REQUIRED WORK →
Can you copy the lines from the one that contains "Every instance of the green shrub" through the end of the material below, exactly and with nothing else?

— BEGIN THE INPUT —

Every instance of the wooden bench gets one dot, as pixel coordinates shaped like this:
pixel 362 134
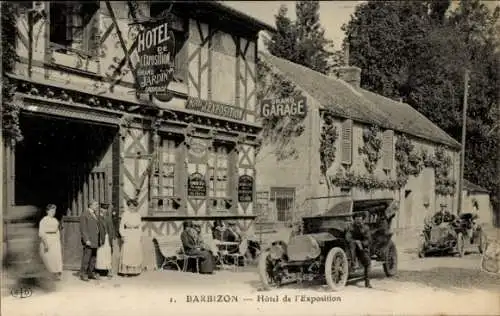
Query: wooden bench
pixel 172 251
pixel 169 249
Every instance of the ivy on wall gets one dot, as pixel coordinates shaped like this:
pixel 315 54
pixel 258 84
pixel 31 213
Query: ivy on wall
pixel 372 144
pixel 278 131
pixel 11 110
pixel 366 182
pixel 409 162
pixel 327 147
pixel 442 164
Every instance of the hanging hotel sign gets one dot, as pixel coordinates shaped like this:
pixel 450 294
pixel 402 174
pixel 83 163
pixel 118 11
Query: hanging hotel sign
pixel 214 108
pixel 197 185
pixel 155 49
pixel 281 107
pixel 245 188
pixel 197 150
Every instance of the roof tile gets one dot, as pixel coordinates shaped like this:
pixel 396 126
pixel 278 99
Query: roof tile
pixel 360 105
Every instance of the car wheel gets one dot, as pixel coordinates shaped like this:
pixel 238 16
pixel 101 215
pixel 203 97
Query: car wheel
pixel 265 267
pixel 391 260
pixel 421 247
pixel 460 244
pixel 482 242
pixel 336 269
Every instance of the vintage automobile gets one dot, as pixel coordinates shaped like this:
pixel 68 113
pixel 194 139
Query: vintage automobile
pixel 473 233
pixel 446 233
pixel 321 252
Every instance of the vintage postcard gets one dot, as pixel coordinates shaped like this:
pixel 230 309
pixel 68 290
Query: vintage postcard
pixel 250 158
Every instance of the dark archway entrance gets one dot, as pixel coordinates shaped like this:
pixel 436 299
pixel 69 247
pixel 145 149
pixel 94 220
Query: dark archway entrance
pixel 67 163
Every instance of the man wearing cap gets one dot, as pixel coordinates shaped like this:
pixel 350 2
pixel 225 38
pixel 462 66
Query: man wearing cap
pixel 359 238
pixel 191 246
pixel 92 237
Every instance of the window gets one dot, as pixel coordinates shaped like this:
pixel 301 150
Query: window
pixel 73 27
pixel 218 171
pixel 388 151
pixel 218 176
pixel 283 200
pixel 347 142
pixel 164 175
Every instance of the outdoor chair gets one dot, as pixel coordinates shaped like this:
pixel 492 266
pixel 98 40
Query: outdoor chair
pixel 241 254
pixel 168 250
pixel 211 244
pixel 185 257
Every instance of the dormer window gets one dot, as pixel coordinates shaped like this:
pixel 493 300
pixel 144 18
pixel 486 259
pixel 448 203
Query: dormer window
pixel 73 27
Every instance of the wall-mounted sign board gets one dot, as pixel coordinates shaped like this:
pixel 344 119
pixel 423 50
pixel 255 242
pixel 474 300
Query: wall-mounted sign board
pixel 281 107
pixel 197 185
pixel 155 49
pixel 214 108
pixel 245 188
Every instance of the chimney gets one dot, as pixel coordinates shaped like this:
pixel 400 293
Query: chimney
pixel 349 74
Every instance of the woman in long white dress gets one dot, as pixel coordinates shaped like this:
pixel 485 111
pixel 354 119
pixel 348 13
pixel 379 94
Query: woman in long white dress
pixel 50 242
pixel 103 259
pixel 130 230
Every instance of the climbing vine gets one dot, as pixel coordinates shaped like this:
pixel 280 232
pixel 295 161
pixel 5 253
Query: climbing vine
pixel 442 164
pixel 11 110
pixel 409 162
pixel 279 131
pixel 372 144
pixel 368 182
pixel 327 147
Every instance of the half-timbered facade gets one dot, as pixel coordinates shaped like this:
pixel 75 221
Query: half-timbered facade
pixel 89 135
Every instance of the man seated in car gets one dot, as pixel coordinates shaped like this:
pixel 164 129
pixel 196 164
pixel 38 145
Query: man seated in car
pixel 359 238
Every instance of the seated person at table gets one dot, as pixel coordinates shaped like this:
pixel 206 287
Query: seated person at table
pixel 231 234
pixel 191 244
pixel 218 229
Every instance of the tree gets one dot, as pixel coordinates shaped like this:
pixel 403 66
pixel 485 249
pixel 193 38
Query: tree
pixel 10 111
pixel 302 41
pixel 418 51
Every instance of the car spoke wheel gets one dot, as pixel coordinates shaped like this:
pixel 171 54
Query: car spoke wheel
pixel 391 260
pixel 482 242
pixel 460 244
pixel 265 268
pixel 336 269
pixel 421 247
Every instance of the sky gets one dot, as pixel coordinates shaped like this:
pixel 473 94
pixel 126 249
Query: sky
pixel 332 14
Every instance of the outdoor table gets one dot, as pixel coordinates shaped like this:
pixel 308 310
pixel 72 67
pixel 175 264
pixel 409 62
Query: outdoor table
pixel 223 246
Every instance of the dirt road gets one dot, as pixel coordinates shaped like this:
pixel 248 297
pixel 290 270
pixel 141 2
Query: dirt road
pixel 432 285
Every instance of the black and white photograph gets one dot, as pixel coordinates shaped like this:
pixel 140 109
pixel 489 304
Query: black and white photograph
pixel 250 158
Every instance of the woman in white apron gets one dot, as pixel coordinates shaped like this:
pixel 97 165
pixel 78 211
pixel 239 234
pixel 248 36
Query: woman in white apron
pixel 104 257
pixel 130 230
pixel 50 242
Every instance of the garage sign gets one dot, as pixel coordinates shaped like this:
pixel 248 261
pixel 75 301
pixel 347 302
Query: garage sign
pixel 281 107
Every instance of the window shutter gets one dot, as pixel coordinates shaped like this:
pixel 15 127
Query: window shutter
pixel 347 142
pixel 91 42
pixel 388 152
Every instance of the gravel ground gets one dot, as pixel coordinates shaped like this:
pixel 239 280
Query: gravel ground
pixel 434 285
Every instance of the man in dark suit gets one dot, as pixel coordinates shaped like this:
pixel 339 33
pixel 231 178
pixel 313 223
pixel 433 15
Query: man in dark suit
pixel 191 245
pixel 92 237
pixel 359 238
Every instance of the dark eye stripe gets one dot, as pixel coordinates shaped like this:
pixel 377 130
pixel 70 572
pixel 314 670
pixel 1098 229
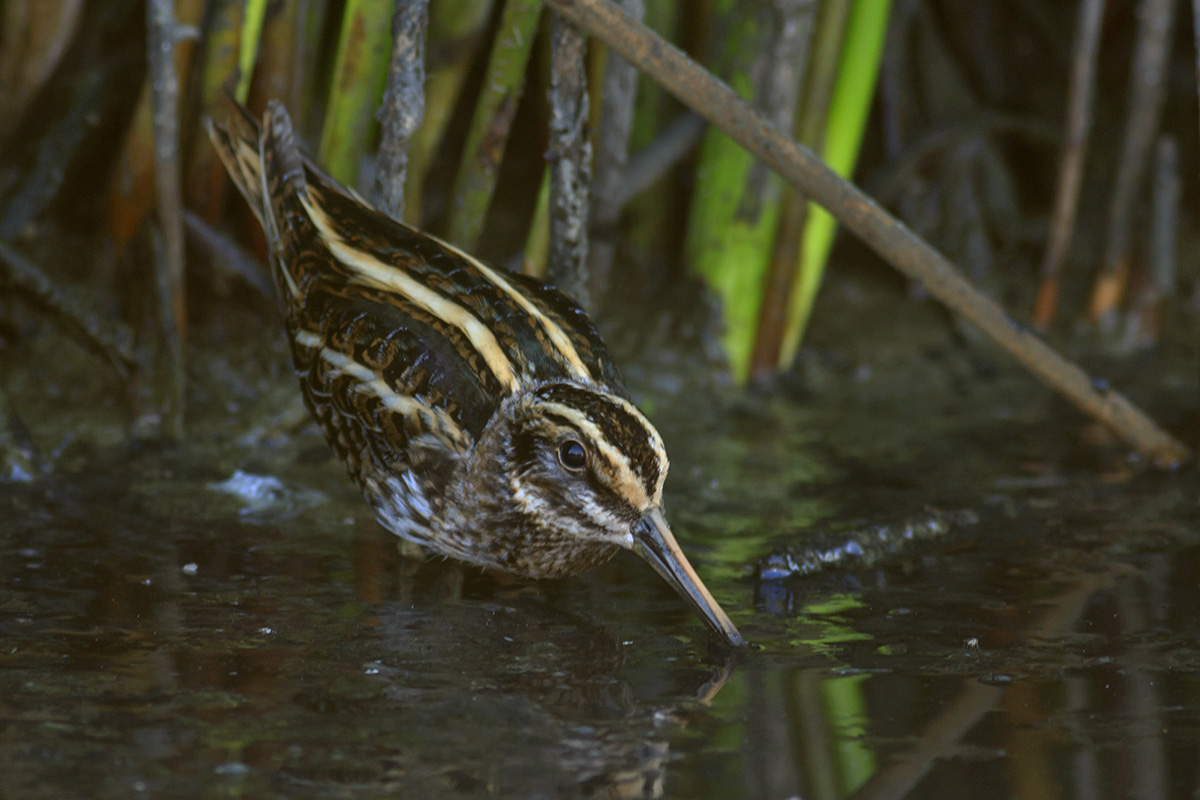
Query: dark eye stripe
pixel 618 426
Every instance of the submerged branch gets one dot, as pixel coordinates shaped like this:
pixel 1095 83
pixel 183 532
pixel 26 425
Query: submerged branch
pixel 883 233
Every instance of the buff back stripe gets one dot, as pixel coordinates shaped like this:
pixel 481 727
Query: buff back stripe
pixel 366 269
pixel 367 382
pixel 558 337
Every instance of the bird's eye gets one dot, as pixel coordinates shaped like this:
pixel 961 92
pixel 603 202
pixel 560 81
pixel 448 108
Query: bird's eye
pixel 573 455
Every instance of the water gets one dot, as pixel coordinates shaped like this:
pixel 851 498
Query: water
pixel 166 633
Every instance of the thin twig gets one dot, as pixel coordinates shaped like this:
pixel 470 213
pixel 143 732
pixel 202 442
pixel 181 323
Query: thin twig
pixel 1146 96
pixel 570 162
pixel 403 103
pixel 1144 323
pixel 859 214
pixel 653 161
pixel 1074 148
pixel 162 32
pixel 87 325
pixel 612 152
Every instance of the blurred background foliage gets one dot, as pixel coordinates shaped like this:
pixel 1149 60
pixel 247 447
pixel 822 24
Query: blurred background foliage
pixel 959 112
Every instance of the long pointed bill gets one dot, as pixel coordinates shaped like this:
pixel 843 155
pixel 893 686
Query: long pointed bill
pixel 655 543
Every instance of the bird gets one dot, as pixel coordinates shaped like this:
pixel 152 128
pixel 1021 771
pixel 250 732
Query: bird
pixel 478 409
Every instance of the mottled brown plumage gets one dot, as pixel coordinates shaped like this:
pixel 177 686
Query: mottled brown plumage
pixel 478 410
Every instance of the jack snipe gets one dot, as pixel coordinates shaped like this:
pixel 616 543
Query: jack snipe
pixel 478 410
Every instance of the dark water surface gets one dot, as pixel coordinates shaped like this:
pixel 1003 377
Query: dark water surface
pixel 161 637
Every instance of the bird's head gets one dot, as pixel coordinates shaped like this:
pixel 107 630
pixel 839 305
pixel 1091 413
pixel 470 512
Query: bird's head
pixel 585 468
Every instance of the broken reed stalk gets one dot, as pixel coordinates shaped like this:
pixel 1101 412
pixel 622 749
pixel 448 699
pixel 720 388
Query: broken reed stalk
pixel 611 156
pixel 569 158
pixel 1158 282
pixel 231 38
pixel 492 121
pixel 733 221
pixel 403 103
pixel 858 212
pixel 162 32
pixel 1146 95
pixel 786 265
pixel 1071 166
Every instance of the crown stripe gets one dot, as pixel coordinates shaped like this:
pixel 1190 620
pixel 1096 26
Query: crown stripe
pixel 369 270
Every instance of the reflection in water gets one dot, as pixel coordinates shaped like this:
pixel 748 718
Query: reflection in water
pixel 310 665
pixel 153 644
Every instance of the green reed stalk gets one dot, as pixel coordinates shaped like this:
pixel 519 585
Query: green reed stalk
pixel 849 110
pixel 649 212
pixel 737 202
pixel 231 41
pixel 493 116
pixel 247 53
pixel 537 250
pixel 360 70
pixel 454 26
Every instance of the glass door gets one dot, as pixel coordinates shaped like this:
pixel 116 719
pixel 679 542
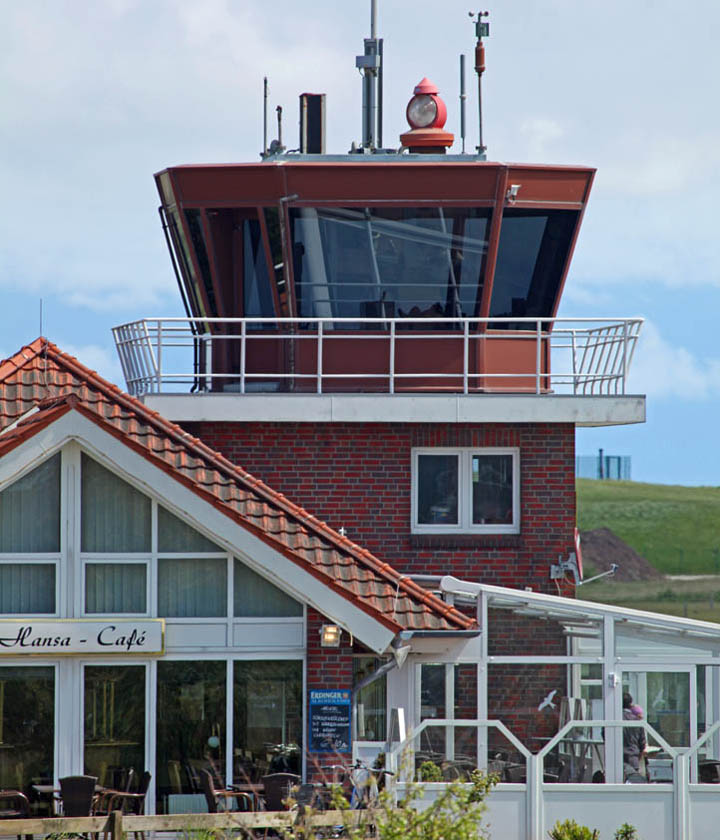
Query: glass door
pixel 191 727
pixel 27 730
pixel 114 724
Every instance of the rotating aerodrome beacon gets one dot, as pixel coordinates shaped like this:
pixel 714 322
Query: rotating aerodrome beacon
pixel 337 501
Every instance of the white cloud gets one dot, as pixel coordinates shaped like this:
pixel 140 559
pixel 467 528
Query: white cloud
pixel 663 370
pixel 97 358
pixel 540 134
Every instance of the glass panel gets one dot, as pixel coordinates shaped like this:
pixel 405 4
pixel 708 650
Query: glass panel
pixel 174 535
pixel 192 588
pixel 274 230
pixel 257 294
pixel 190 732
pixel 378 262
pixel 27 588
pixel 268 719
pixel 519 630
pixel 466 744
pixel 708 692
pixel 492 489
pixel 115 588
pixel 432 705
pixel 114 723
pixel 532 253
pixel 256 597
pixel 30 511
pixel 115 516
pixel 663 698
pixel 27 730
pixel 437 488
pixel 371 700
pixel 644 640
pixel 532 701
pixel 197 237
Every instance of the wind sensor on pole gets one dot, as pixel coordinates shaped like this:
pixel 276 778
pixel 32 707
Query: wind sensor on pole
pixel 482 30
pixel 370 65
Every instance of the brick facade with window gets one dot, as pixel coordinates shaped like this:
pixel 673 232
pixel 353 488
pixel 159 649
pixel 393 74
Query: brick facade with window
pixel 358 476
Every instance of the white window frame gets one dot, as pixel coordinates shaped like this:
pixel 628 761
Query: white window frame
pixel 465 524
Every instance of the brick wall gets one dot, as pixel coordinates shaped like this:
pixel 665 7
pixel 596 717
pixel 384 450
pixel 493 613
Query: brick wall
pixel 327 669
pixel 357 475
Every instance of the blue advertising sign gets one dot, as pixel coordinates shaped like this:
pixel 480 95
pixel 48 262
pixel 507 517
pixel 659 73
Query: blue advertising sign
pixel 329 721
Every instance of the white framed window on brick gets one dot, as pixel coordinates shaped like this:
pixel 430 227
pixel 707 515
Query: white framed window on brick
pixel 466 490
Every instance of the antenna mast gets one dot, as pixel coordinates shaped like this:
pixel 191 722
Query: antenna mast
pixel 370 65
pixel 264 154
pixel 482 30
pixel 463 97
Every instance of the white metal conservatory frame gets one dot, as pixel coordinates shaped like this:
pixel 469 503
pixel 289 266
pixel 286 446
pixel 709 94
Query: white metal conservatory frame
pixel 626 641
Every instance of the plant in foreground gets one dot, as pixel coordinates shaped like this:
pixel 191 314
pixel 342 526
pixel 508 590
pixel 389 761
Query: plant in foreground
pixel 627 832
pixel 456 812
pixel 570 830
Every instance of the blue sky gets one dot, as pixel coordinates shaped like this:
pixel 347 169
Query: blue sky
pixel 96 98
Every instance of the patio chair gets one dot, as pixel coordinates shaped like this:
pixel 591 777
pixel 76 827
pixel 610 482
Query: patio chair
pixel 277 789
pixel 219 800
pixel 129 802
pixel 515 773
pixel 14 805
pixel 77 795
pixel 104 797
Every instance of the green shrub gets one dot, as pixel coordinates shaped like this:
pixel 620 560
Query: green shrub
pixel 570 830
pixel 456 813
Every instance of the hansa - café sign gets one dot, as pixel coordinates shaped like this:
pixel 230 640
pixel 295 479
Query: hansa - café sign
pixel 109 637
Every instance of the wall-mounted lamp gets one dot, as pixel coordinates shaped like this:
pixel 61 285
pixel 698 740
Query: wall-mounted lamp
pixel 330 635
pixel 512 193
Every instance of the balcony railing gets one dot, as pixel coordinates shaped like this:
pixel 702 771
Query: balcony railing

— END THE INPUT —

EXERCISE ANSWER →
Every instance of the green shrub gets one dot, as pixel coordinates shaped like this:
pixel 620 560
Query: green shrub
pixel 570 830
pixel 456 813
Every instance of the hansa - café sign gets one dot, as pixel coordinates shaped like this:
pixel 230 640
pixel 295 479
Query: hansa - café sign
pixel 109 637
Every instance of the wall-mounted lamp gets one dot, as pixel coordinates shaped like this:
pixel 61 285
pixel 698 740
Query: wall-mounted lamp
pixel 330 635
pixel 512 193
Every instance of the balcony railing gets one dot, as pixel coordinates shaped like this:
pixel 702 771
Query: balcony railing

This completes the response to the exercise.